[Named-object pointing records]
--------------------------------
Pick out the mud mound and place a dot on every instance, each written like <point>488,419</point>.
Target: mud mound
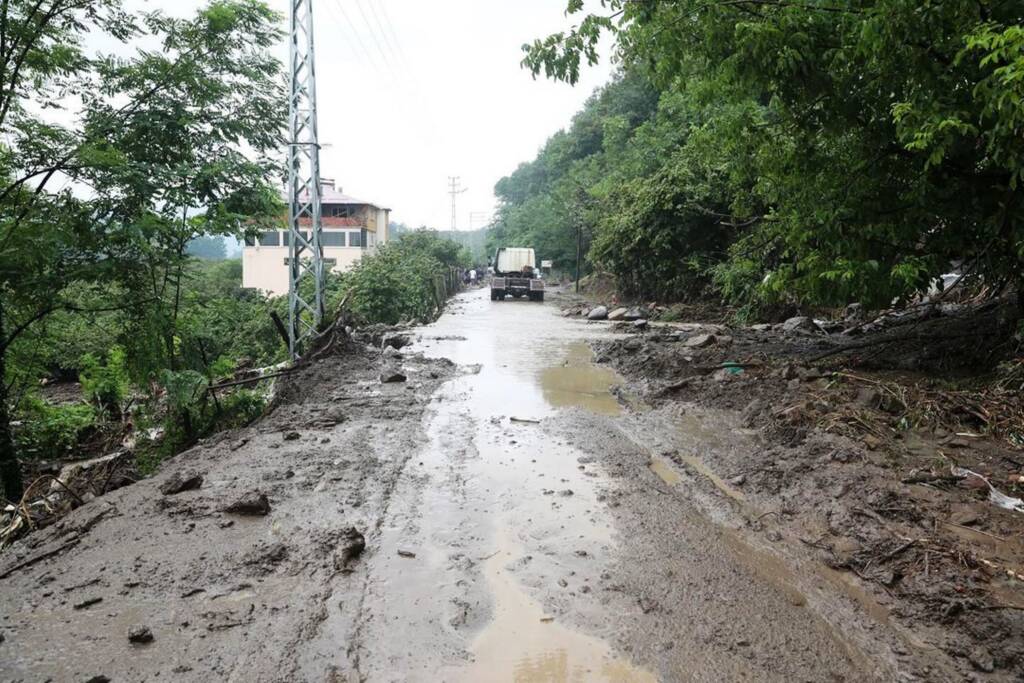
<point>867,468</point>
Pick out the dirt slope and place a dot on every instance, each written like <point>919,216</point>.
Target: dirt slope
<point>225,596</point>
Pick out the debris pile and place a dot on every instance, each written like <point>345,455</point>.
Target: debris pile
<point>50,497</point>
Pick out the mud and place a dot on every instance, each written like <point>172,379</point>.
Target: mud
<point>849,485</point>
<point>514,511</point>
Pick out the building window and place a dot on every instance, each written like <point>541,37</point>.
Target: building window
<point>333,239</point>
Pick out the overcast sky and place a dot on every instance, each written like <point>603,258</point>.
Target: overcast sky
<point>413,91</point>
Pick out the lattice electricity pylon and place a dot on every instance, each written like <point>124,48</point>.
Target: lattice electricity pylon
<point>305,252</point>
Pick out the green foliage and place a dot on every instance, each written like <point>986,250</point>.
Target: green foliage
<point>176,142</point>
<point>801,154</point>
<point>105,385</point>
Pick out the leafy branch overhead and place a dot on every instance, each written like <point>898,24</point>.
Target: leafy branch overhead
<point>798,152</point>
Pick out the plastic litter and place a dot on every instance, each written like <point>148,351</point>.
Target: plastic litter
<point>994,495</point>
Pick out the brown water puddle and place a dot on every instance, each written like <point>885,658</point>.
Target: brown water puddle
<point>578,382</point>
<point>662,468</point>
<point>525,645</point>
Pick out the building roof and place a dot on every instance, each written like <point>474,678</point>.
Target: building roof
<point>331,195</point>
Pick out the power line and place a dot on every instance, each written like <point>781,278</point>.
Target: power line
<point>387,39</point>
<point>370,28</point>
<point>358,37</point>
<point>389,26</point>
<point>455,189</point>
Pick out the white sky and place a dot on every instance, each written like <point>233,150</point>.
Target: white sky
<point>413,91</point>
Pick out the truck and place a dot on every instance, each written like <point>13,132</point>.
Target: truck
<point>516,274</point>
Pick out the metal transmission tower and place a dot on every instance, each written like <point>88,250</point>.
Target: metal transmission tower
<point>455,190</point>
<point>305,254</point>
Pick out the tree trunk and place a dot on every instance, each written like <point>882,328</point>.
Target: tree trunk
<point>10,471</point>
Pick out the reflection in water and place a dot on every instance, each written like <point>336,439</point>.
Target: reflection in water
<point>580,383</point>
<point>666,471</point>
<point>523,645</point>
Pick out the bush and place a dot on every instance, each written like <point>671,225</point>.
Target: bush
<point>51,431</point>
<point>105,385</point>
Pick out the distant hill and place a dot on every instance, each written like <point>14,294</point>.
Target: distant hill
<point>474,241</point>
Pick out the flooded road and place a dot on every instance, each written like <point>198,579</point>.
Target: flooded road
<point>510,514</point>
<point>528,543</point>
<point>491,508</point>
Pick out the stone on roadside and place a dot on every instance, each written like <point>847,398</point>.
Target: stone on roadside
<point>390,375</point>
<point>139,635</point>
<point>800,324</point>
<point>699,341</point>
<point>180,481</point>
<point>254,504</point>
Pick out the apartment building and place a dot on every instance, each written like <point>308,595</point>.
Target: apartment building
<point>351,228</point>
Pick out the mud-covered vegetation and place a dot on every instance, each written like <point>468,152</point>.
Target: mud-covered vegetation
<point>113,327</point>
<point>803,154</point>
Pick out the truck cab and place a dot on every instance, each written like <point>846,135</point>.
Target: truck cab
<point>516,274</point>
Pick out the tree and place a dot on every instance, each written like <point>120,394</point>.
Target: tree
<point>870,144</point>
<point>210,248</point>
<point>171,144</point>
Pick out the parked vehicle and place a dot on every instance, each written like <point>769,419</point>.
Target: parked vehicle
<point>516,274</point>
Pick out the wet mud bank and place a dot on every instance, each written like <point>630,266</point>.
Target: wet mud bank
<point>817,473</point>
<point>224,564</point>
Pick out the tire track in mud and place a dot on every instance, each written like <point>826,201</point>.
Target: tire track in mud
<point>698,508</point>
<point>426,601</point>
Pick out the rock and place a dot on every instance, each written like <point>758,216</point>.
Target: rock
<point>853,313</point>
<point>88,602</point>
<point>180,481</point>
<point>965,516</point>
<point>809,374</point>
<point>391,375</point>
<point>139,635</point>
<point>867,397</point>
<point>790,372</point>
<point>800,324</point>
<point>982,659</point>
<point>396,340</point>
<point>253,504</point>
<point>351,546</point>
<point>699,341</point>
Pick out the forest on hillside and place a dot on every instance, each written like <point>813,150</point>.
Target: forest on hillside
<point>772,155</point>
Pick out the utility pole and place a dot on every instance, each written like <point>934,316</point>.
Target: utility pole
<point>305,253</point>
<point>455,189</point>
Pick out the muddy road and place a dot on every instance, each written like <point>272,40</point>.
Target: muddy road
<point>521,521</point>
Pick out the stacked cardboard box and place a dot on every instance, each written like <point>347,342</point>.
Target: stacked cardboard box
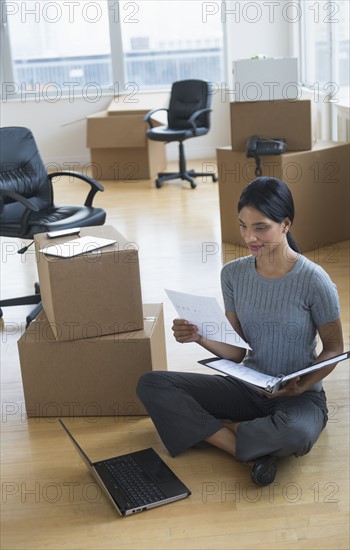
<point>317,173</point>
<point>85,352</point>
<point>118,144</point>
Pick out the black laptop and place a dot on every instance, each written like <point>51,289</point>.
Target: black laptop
<point>135,482</point>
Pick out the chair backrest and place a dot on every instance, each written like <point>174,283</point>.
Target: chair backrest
<point>188,96</point>
<point>21,167</point>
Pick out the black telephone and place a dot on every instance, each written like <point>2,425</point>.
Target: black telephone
<point>257,146</point>
<point>262,146</point>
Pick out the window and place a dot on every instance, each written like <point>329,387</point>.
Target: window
<point>67,45</point>
<point>325,48</point>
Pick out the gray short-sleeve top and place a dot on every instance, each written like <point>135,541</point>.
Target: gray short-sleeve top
<point>279,317</point>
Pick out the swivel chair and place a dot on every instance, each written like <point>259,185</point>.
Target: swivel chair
<point>188,116</point>
<point>27,203</point>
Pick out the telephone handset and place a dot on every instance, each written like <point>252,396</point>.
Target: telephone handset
<point>257,146</point>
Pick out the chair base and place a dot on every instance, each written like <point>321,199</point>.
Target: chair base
<point>188,175</point>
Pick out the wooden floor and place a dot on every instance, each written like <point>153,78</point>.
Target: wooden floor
<point>49,500</point>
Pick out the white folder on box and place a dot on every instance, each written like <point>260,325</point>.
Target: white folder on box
<point>76,247</point>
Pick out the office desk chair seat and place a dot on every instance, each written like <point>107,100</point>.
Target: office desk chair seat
<point>26,199</point>
<point>188,117</point>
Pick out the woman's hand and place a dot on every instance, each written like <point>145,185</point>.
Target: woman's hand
<point>185,332</point>
<point>291,389</point>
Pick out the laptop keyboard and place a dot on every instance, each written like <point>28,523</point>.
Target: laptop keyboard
<point>125,473</point>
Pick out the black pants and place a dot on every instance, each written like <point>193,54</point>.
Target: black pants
<point>186,408</point>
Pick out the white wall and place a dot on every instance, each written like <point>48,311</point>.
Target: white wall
<point>59,127</point>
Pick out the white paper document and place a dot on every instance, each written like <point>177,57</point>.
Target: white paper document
<point>75,247</point>
<point>206,313</point>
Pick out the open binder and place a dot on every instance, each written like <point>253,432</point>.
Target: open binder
<point>261,381</point>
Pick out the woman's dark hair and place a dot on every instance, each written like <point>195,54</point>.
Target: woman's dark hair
<point>272,198</point>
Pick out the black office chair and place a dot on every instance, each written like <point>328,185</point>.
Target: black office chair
<point>26,200</point>
<point>188,117</point>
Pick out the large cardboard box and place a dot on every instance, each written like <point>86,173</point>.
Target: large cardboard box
<point>283,119</point>
<point>318,180</point>
<point>128,164</point>
<point>119,147</point>
<point>89,377</point>
<point>92,294</point>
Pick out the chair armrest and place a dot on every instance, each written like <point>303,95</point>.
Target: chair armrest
<point>149,115</point>
<point>95,185</point>
<point>16,197</point>
<point>195,115</point>
<point>29,207</point>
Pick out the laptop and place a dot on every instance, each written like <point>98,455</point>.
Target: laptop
<point>136,481</point>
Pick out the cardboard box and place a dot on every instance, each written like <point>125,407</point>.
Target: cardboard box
<point>266,79</point>
<point>120,149</point>
<point>132,164</point>
<point>318,180</point>
<point>92,294</point>
<point>89,377</point>
<point>283,119</point>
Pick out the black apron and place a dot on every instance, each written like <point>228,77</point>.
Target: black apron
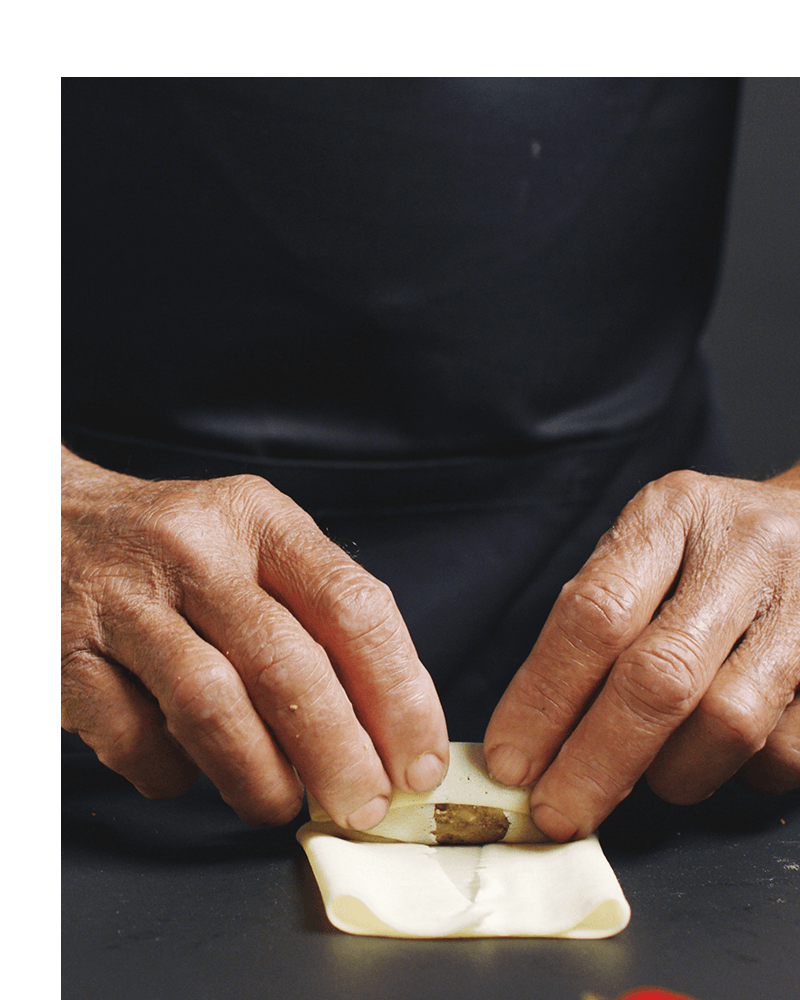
--------------------------------
:: GIVEN REQUEST ::
Copy the items from the beginning through the line with "<point>994,495</point>", replacing "instance" with "occurrence" and changing nothing else. Leave the pictures out.

:: SOLUTION TO THIS TASK ::
Pick out the mud mound and place a dot on every occurrence, each written like <point>488,419</point>.
Target: mud mound
<point>867,468</point>
Pick out the dirt slope and place a dot on every occurrence, each written like <point>919,216</point>.
Target: dirt slope
<point>225,596</point>
Pick out the debris pile and place a dot on every occurrence, each written like <point>345,455</point>.
Target: debris pile
<point>50,497</point>
Pick out the mud and place a dot on every occurrence, each written like <point>172,379</point>.
Target: mud
<point>849,485</point>
<point>514,511</point>
Pick out the building window and place a dot on every occurrence, each written like <point>541,37</point>.
Target: building window
<point>333,239</point>
Pick out the overcast sky and place a dot on every occurrence, each written like <point>603,258</point>.
Target: overcast sky
<point>413,91</point>
Pick out the lattice electricity pylon and place a dot on every occurrence, each written like <point>124,48</point>.
Target: lattice electricity pylon
<point>305,252</point>
Pick out the green foliage and place a dot on every occurrence, each written like <point>986,250</point>.
Target: green foliage
<point>176,142</point>
<point>801,154</point>
<point>105,385</point>
Pick out the leafy branch overhead and place a dot on every occurrence, each written like <point>898,24</point>.
Target: leafy branch overhead
<point>798,152</point>
Pick out the plastic litter and place a dot on every occurrence, each written like <point>148,351</point>.
Target: plastic litter
<point>994,495</point>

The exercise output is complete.